• [DESCRIPTION OF THE TASK] Copy the material word for word, starting at the line with "Warehouse picking: mark the thumb" and continuing through its final line.

• [SUPPLIED INFORMATION]
## begin

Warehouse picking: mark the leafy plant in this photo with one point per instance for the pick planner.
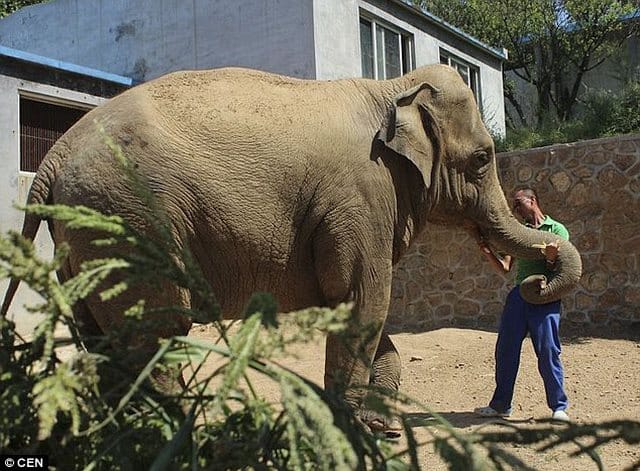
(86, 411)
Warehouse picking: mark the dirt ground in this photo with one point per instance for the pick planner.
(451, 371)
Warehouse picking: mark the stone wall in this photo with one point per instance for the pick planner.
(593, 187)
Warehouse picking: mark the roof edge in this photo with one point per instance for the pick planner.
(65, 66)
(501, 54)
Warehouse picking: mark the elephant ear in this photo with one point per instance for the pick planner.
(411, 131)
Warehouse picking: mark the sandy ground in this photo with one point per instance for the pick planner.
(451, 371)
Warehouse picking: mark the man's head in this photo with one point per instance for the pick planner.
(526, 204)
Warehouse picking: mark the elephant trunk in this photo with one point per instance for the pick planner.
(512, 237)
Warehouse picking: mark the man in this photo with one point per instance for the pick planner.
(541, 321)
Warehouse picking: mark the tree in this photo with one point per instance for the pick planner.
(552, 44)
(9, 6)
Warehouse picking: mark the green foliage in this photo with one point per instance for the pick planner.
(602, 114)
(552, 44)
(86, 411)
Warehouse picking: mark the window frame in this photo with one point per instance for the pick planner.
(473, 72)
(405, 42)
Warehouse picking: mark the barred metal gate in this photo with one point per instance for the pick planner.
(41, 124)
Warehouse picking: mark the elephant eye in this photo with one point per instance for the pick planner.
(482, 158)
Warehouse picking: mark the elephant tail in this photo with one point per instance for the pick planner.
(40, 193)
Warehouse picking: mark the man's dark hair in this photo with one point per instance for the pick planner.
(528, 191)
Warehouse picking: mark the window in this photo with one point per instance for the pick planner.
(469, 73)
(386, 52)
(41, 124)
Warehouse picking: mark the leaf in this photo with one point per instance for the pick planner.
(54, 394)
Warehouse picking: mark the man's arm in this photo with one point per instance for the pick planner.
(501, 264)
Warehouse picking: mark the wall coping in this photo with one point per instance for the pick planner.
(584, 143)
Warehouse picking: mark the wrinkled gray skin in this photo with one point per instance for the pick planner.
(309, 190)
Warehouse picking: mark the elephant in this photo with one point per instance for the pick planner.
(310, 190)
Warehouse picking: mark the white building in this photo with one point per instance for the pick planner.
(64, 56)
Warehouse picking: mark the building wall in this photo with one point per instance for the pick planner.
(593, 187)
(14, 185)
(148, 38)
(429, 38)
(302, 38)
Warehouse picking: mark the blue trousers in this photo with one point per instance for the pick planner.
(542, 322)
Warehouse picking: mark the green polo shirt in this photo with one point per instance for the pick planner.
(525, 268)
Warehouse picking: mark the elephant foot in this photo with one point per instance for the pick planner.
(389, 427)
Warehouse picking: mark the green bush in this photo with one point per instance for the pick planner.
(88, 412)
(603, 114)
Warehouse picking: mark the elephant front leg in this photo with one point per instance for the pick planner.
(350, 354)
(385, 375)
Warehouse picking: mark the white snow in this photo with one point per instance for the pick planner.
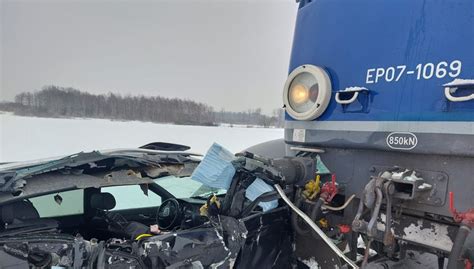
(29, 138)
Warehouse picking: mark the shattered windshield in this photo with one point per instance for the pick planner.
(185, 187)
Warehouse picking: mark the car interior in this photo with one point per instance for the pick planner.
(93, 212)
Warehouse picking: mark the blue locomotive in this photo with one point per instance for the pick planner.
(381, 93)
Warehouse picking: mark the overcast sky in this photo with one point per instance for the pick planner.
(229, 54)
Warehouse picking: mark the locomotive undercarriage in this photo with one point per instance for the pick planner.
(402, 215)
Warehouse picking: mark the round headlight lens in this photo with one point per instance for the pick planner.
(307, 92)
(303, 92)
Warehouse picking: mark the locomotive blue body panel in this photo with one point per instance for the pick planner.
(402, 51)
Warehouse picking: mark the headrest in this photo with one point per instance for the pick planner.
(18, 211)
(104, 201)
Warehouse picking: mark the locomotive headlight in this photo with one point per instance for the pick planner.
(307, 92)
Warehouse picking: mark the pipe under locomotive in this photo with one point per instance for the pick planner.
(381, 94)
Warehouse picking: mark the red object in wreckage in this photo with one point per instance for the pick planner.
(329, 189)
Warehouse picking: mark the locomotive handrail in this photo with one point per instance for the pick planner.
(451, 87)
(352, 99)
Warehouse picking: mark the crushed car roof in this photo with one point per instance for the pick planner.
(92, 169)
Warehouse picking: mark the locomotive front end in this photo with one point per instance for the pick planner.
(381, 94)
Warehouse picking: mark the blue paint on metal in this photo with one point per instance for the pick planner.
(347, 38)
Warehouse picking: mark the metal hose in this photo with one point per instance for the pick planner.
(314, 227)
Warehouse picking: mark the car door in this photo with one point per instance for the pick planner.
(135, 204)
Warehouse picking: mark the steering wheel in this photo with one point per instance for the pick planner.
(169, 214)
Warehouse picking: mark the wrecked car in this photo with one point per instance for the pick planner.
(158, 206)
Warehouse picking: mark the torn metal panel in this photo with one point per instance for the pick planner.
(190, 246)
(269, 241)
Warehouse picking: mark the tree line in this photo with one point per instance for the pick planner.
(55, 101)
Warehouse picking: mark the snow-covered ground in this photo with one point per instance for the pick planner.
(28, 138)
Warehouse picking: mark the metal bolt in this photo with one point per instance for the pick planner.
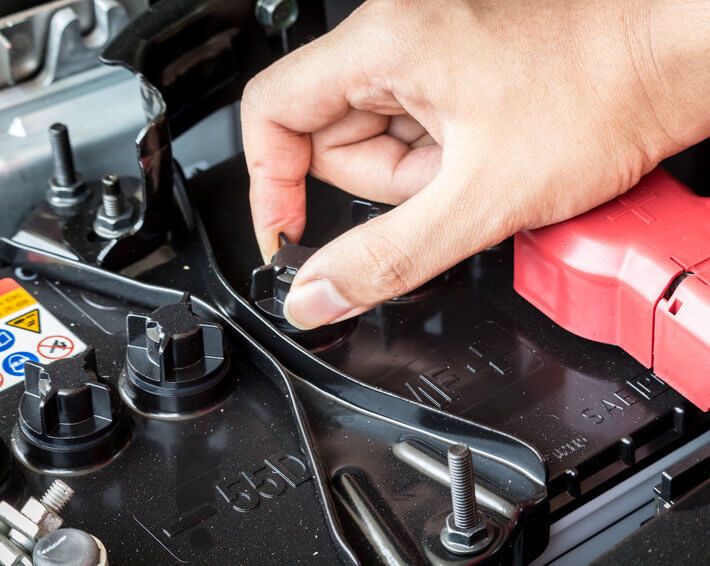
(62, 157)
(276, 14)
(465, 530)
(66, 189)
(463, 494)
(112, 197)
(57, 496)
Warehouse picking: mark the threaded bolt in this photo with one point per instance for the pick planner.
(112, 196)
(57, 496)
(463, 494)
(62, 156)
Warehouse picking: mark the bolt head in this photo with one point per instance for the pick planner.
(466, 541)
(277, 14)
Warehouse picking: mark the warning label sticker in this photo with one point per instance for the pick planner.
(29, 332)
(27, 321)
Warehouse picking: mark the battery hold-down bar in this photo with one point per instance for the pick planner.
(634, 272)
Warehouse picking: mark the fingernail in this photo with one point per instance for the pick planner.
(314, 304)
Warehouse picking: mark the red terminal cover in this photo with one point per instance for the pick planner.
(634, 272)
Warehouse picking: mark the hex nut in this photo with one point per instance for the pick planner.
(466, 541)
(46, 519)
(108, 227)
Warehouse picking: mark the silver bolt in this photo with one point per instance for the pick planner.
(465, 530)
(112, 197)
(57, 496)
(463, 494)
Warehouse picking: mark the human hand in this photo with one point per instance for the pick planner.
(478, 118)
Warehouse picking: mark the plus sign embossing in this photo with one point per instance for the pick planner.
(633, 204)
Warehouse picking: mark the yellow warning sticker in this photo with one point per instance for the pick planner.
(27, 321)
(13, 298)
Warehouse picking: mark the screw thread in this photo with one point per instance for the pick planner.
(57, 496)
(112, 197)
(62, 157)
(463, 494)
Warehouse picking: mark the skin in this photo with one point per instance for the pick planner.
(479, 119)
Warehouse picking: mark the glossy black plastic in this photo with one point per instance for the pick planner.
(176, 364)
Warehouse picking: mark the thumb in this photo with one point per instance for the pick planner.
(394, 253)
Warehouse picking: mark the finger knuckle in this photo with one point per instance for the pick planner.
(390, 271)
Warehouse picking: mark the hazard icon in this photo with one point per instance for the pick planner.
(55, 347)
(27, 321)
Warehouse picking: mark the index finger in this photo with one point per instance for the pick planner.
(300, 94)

## end

• [RESPONSE]
Warehouse picking: mark the thumb in this photo with one point per instance for the pick planner.
(394, 253)
Warehouse picking: mark the finger knuckle in this photo with one point per instance for the pick planner.
(390, 271)
Warehouse picking: mark the hazard icon in this photo with one point per instance for the pick planner.
(55, 347)
(27, 321)
Warehouse picking: mark the index finger in this photo with one point per instance for the pick planner.
(300, 94)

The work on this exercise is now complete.